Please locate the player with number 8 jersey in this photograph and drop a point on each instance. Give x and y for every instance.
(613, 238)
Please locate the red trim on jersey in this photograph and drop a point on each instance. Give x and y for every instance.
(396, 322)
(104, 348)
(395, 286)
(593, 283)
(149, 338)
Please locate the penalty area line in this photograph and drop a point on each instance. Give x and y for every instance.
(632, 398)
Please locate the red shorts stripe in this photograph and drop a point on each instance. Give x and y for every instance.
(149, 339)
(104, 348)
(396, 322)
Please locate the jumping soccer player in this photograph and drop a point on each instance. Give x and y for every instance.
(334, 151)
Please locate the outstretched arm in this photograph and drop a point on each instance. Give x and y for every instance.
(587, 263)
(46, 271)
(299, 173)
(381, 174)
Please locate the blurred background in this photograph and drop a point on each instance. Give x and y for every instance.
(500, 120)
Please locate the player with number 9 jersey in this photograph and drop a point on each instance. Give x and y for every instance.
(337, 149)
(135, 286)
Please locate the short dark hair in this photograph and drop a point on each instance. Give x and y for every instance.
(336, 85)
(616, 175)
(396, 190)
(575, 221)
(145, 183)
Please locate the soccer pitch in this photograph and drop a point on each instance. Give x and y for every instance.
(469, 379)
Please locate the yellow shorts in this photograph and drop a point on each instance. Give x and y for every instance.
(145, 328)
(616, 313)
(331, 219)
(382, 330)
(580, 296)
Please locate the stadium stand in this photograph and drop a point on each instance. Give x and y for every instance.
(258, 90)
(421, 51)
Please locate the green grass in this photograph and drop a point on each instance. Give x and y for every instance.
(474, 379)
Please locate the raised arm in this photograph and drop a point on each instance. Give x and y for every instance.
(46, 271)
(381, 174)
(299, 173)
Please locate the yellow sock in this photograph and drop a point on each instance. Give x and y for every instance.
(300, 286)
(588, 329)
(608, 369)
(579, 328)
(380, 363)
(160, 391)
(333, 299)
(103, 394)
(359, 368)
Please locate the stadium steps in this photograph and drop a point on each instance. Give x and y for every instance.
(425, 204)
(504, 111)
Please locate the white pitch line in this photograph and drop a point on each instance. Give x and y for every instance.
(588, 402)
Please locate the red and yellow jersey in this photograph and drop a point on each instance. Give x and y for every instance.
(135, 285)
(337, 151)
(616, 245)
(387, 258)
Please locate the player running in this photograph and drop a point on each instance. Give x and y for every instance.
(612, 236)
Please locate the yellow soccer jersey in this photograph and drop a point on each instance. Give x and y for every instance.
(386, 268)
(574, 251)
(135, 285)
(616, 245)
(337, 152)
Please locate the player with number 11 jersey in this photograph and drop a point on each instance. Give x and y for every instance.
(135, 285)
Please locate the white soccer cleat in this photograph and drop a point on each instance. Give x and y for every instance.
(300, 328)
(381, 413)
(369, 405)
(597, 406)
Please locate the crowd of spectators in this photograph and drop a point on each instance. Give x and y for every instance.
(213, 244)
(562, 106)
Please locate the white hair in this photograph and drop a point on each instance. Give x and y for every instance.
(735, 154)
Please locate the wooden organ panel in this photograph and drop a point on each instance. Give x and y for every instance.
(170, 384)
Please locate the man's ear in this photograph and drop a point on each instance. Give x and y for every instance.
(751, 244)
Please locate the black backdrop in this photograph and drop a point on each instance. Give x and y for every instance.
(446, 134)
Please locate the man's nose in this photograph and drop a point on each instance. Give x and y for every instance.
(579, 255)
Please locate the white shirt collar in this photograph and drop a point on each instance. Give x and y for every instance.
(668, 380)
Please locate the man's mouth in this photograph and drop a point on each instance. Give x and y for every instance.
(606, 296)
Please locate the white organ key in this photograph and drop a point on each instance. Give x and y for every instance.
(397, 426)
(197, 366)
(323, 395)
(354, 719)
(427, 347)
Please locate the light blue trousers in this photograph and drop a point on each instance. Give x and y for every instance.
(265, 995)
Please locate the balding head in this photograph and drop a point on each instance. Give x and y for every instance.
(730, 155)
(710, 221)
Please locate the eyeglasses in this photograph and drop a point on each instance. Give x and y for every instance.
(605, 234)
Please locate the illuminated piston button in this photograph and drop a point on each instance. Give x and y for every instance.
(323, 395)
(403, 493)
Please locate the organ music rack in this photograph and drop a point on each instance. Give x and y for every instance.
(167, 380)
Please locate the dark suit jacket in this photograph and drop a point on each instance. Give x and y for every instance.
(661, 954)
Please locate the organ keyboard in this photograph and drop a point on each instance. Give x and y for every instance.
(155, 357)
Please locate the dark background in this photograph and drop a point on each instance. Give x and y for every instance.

★ ★ ★ ★

- [SET PROBLEM]
Reproduce all of the material above line for line, with no change to any word or number and every line in its original order.

- [EXERCISE RESPONSE]
Please locate the player with number 8 jersey in this photograph and drop a point on each instance. Give x and y for every instance.
(613, 238)
Please locate the red trim on jersey in this photograph and drop a point on each instance. Give x and y for every instance.
(396, 322)
(104, 348)
(395, 286)
(593, 283)
(149, 338)
Please locate the penalty area line in this photograph and drop a point on each instance. Give x and y for every instance.
(632, 398)
Please locate the red shorts stripe in this photograph and drop a point on each instance. Give x and y for every instance.
(149, 339)
(104, 348)
(396, 322)
Please locate the jumping soccer player in this photograph and drop a point on each instance. Give x and y for every instance.
(334, 151)
Please locate the outstretched arm in this photograph and drop a point on each instance. Give x and y for every instance.
(587, 263)
(46, 271)
(299, 173)
(381, 174)
Please locate the blurred background in this photograph and drop a point on each instance. Give x and y for every instance.
(500, 120)
Please locate the player with number 9 jersey in this photograph and drop a point on each instance. Give x and y for every instance.
(337, 149)
(135, 286)
Please locate the short dark hair in this photograph and drop a point on each instance. Give x and y for every instance.
(336, 85)
(616, 175)
(396, 190)
(575, 221)
(145, 183)
Please locate the soccer pitch in this photograph and drop a point on each instance. Give x and y for every instance.
(469, 379)
Please locate the yellow shorts in this photograph and drop a point on each instance. Give x and y for every instance.
(145, 328)
(616, 313)
(331, 219)
(382, 330)
(580, 296)
Please locate the stadium stand in this photograph and drop a point on each instance. Give x and y for every instance.
(258, 90)
(421, 51)
Please locate the green grass in this photograph and drop a point on each instance. Give x and y for every instance.
(474, 379)
Please locate the raised arm in this photograph and drop a point on each instance. Give x and y for every instance.
(46, 271)
(381, 174)
(299, 173)
Please locate the yellow sock in this photograph and drop a point on each instance. Give x and y for every instance.
(300, 286)
(588, 329)
(608, 369)
(579, 328)
(380, 363)
(160, 391)
(333, 299)
(103, 394)
(359, 368)
Please locate the stadium steps in this photograph and drop a point on each instance. Give x and y for every instance.
(425, 204)
(504, 111)
Please locate the white pitch line in this photograph and drop a point on each instance. Give x and y for every instance.
(588, 402)
Please locate the red and yellow jersey in this photograph and drop a point on each instance. Give x and y for every instance.
(135, 285)
(337, 151)
(616, 245)
(387, 258)
Please locate the player running in this photograph and drop a point on each instance. Give x and y for every instance.
(612, 236)
Please locate the yellow soccer jersey in this photograph and drop a point on each instance. Give x and y for every instance.
(386, 268)
(574, 251)
(135, 285)
(616, 245)
(337, 152)
Please locate the player with number 11 jersey in this photograph and drop a point on each instance. Give x and y for every instance.
(135, 285)
Please locate the white soccer cleat in this photograph and drop a point on each instance. Give x and y for every instance.
(300, 328)
(381, 413)
(369, 405)
(597, 406)
Please locate the crowd of spectators in this photograph and drop a point on each instance. Give x and y for every instance.
(213, 244)
(562, 106)
Please locate the white hair in this photograph and drop a point on each instance. Give x and y for every instance.
(735, 154)
Please locate the wooden organ panel in this photograph and drop a point on each instance. Give x and y for every instance.
(170, 384)
Please locate the man's ear in this photograph and drop a point on each instance. Give x and y for every instance.
(751, 244)
Please locate the black backdrop in this photograph and drop a point on each instance. Give x and y for every instance.
(446, 134)
Please locate the man's nose in this photograph and drop a point on each instance. Give x and y for every instance.
(579, 255)
Please locate the white shirt collar in this photograph and drop a point on each instance. Give x and y for every instance.
(668, 380)
Please locate the man's mouth in this photograph and drop a point on each instance. Give x and y for every instance.
(606, 296)
Please locate the white organ key in this photograph and drop a point on each instance. Give x and y for every instance.
(397, 426)
(197, 366)
(323, 395)
(354, 719)
(427, 347)
Please locate the light blue trousers in this photograph and drop a point on each instance. Give x and y for every instance.
(265, 995)
Please locate the balding head in this photograph and drop a point on each instance. Give x and y for every instance.
(730, 155)
(710, 221)
Please locate the eyeglasses in this photograph and drop a point on each instance. Give x and y for every instance.
(605, 234)
Please locate the illuminated piston button in this photograph and drop a point on each instance. Give x and y for every instance.
(323, 395)
(403, 493)
Please locate the organ music rack in this photograph and drop a point on each instance. Give x and y for every instance.
(167, 380)
Please locate the dark suit jacket in this photograph and drop a point on each instance. Give x and y for every instance.
(661, 954)
Please locate the organ keyboard in this photograph and drop a point on each instance. Give x and y for every instance.
(155, 357)
Please locate the dark background in this photograph and drop a point on each instance. Give x and y for every instance.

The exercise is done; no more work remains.